* **TEXT PROVIDED**
=== Begin Enclosure ===

How much work can Mill’s method of difference do?

I have a new paper coming out in the European Journal for Philosophy of Science, and here’s a link to a preprint on the PhilSci archive.

One of the basic ideas in scientific methodology is that in experiments you should “vary one thing at a time while keeping everything else constant”. This is often called Mill’s method of difference due to John Stuart Mill’s influential formulation of the principle in his System of Logic of 1843. Like many great ideas (think of natural selection), the method of difference can be explained to a second grader in two minutes – and yet the more one thinks about it, the more interesting it becomes.

The late Peter Lipton in his 1991 book on inference to the best explanation (IBE) made the descriptive claim that the method of difference is used widely in much of science, and this seems correct to me. But he also argued that the method is actually much less powerful than we think. In principle, we would like to vary one factor (and one factor only), observe a difference in some outcome, and then conclude that the factor we varied is the cause of the difference. But of course this depends on some rather steep assumptions.

First, we need to be sure that only one factor has changed — otherwise the inference does not succeed and this happens. But how do we ever know that there is only one difference? This is what Lipton called the problem of multiple differences.

=== End Enclosure ===

* **TASKS TO CARRY OUT**
**a)** In the post about Mill's method of difference, answer these questions:
(i) In what year did Mill's System of Logic appear?
(ii) In what year did Peter Lipton publish his book on inference to the best explanation?
(iii) What did Lipton call the difficulty of knowing that only one factor has changed?
**b)** Which journals, archives, and book titles are named in the post about Mill's method of difference?
**c)** Rewrite the post about Mill's method of difference, changing "second grader" to "fifth grader". Begin at the words "How much work" and stop after "interesting it becomes.".

* **EXTRACTED INFORMATION**

=== Begin Enclosure ===

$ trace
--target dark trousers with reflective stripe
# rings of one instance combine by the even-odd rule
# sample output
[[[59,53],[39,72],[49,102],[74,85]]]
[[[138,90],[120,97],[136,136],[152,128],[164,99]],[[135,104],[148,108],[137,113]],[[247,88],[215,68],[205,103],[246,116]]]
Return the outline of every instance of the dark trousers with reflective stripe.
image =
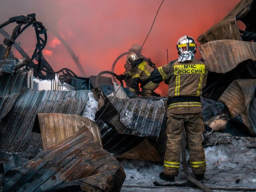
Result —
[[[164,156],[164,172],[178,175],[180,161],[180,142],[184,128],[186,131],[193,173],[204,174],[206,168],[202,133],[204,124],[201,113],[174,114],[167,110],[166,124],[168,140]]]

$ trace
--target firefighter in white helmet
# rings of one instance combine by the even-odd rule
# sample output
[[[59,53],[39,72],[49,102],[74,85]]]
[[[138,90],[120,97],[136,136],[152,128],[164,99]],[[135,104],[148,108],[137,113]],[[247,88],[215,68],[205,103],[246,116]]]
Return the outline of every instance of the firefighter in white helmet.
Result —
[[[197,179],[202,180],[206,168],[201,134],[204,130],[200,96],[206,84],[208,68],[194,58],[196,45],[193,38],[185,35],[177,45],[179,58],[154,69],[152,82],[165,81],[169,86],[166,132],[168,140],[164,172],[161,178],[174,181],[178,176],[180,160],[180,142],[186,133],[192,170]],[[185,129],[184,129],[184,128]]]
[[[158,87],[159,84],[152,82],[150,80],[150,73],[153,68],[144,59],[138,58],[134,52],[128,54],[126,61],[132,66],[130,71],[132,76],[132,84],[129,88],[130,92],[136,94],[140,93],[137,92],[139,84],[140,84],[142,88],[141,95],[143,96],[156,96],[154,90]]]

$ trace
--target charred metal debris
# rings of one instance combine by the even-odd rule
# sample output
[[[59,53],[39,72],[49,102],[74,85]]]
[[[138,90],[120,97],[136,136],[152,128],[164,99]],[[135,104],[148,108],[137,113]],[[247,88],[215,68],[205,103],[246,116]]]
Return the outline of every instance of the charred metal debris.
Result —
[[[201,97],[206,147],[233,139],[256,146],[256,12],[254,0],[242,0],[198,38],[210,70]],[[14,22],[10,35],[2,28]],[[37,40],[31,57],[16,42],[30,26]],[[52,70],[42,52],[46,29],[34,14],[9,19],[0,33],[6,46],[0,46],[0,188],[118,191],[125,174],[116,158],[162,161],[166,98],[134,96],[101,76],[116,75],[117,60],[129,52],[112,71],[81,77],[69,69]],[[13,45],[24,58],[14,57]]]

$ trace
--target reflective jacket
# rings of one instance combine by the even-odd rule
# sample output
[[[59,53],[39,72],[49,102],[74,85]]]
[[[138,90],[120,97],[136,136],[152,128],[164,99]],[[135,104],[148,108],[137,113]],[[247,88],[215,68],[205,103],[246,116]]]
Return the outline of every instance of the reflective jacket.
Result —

=== End Enclosure ===

* **TASK-BY-TASK ANSWERS**
**a)**
(i) 1843
(ii) 1991
(iii) The problem of multiple differences

**b)**
European Journal for Philosophy of Science
PhilSci archive
System of Logic

**c)**
How much work can Mill’s method of difference do?

I have a new paper coming out in the European Journal for Philosophy of Science, and here’s a link to a preprint on the PhilSci archive.

One of the basic ideas in scientific methodology is that in experiments you should “vary one thing at a time while keeping everything else constant”. This is often called Mill’s method of difference due to John Stuart Mill’s influential formulation of the principle in his System of Logic of 1843. Like many great ideas (think of natural selection), the method of difference can be explained to a fifth grader in two minutes – and yet the more one thinks about it, the more interesting it becomes.